ANGEZEIGTER TEXT:
····················

Wir wollen, dass die Normen überprüft, vereinfacht und so die Kosten reduziert werden, ohne das Sicherheitsniveau herabzusetzen.
Der Europäische Gerichtshof hat ebenfalls schon gemahnt, dass die deutschen Normen zu streng sind. Wie verhält es sich damit?
Tatsächlich hat die EU-Kommission 2016 die Bundesregierung wegen der zu großen Zahl an Normen beim Europäischen Gerichtshof verklagt. Das sei ein Wettbewerbsnachteil für ausländische Anbieter, die auf den deutschen Markt wollen. Dass wir so viele Vorschriften haben, liegt daran, dass der Umwelt- und Gesundheitsschutz noch dazu gekommen sind. Eine Folge der Energiewende, aber auch der Qualität der deutschen Produkte: Unsere Firmen sagen, wir wollen noch besser sein als das, was in Europa gefordert wird.
Kommt deswegen auch der BER-Flughafen nicht voran?
Ich gebe zu, dass das ein trauriges Beispiel für uns ist. Wir werden verlacht und verspottet, weil es in den vielen Jahren nicht gelungen ist, die Brandsicherheit zu garantieren. Aber der Pannenflughafen leidet vor allem an Planungsfehlern. Man hat zum Beispiel in zwei Geschossen gebaut, dadurch konnte der Rauchabzug von unten nach oben nicht sichergestellt werden. Und es lag auch daran, dass es drei Bauherren – der Bund und zwei Länder – gibt, statt einer großen Firma. Da wurden zu viele Extrawünsche angemeldet. Und keiner hatte den Überblick. Eine Firma muss ja nicht nur eine Brandschutztür oder einen Rauchgasabzug herstellen können, sie muss auch wissen, wie man so etwas passend einbaut. Daran hat es gehapert.
Aber wie ist es mit dem Dämmmaterial für Fassaden – das meiste ist doch immer noch aus Styropor?
Das ist richtig – nur 20 Prozent der Dämmungen sind aus dem Naturprodukt Steinwolle, alle anderen Materialien sind aus Styropor-Verbindungen. Die Steinwolle ist natürlich etwas teurer. Das wirkt sich auf die Baukosten aus. Wenn Styropor verwendet wird, müssen bei einem Hochhaus zwischen den Geschossen Brandriegel eingebaut werden, die nicht brennbar sind, damit so ein Brand nicht übergreifen kann.
Mit den Elektroautos kommen auch die Lithium-Batterien in Umlauf. Was sagt der Brandschutz zu diesen neuen Entwicklungen?

····················

VORLIEGENDE ANGABEN:

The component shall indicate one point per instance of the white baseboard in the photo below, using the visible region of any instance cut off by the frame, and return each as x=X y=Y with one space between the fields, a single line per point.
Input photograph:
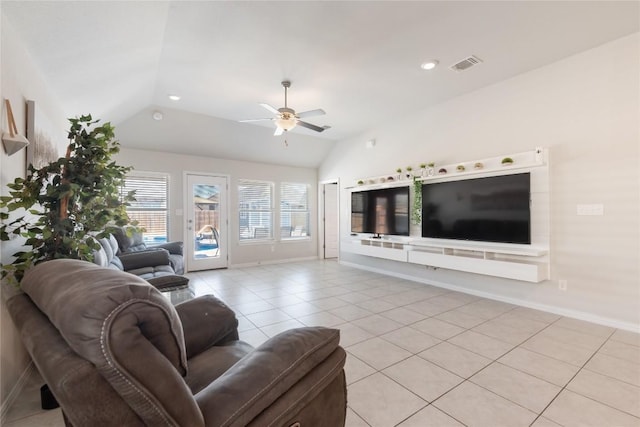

····················

AUFGABE: Schreiben Sie den Text über Brandschutz und Baunormen im Anschluss an seinen letzten Satz weiter.

ERGEBNIS:
Genau wie die Fotovoltaik-Anlagen auf dem Dach können sich diese Batterien bei Überbeanspruchung entzünden. Das sind Brände, die kaum zu löschen sind. Wer ein Elektroauto kauft, muss eine fachgerechte und geprüfte Ladestation in der Garage habe. Er kann das Auto nicht einfach an die Steckdose hängen. Ein weiteres Problem entsteht durch Elektrotankstellen, bei denen Sie mit dem E-Auto vorfahren und einfach nur die leere Batterie auswechseln gegen eine volle, die an der Tankstelle aufgeladen wird. Jetzt stellen Sie sich einmal vor, dort lagern gleichzeitig einige Tausend Batterien, die alle am Stromnetz hängen.
So etwas ist nicht erfasst?
Das ist immer die Frage, wer kümmert sich darum? Die Bauwirtschaft, die Versicherungen? Die ganze Sache mit dem Elektroantrieb haben wir auch aus der Sicht des Brandschutzes noch nicht im Griff. Wir sind nicht die einzigen, die sich damit befassen, auch die großen Firmen wie Bosch denken darüber nach.
Was möchte Ihr Lobbyverband derzeit politisch erreichen?
Ein aktuelles Beispiel ist der Brand in einem ICE zwischen Köln und Frankfurt – da sind wir als Verband zusammen mit den Abgeordneten des Bundestages dabei, der Sache auf den Grund zu gehen, damit so etwas nicht mehr passieren kann. Die Übernahme der Musterbauordnung habe ich schon genannt. Außerdem geht es uns um das Deutsche Institut für Bautechnik, das alle Produkte überprüft und freigibt. Dem Institut fehlt ein Kontrollgremium, das dafür sorgt, dass es effektiver arbeitet. Und wir möchten verhindern, dass bei Auftragsvergaben nach Ausschreibungen der billigste Bieter den Zuschlag erhält – da brauchen wir andere ökologische, soziale und Brandschutz-Standards, die ein Bieter einhalten muss.
Haben Sie das Gefühl, dass die vielen Vorschriften die Menschen dazu bringen sensibler mit dem Thema Brandschutz umzugehen?
Die Leute lassen sich eher durch die Diskussion über die Rauchmelder beeinflussen, oder sie werden aufgeschreckt durch ein Ereignis wie den Hochhausbrand in London. Ob dadurch etwa den Kita-Erzieherinnen bewusst wird, dass sie den Flur nicht durch die dicken Anoraks der Kinder und ihre Spielsachen blockieren sollten, weil er ja ein Fluchtweg ist, weiß ich nicht. Aber da sollten die städtischen Beauftragten für Brandschutz Aufklärungsarbeit leisten.
Waren Sie selbst einmal einer Brandgefahr ausgesetzt?
Ja, in der Tat, bei einem Urlaub in einem Hotel in einer Ferienanlage in der Türkei. Mitten in der Nacht klopfte es wild an unsere Zimmertür. Zuerst dachten meine Frau und ich, dass da Gäste über den Durst getrunken hatten. Aber dann brachen die Angestellten die Tür mit Gewalt auf. Wir hatten Glück, es war nur ein kleiner Schwelbrand.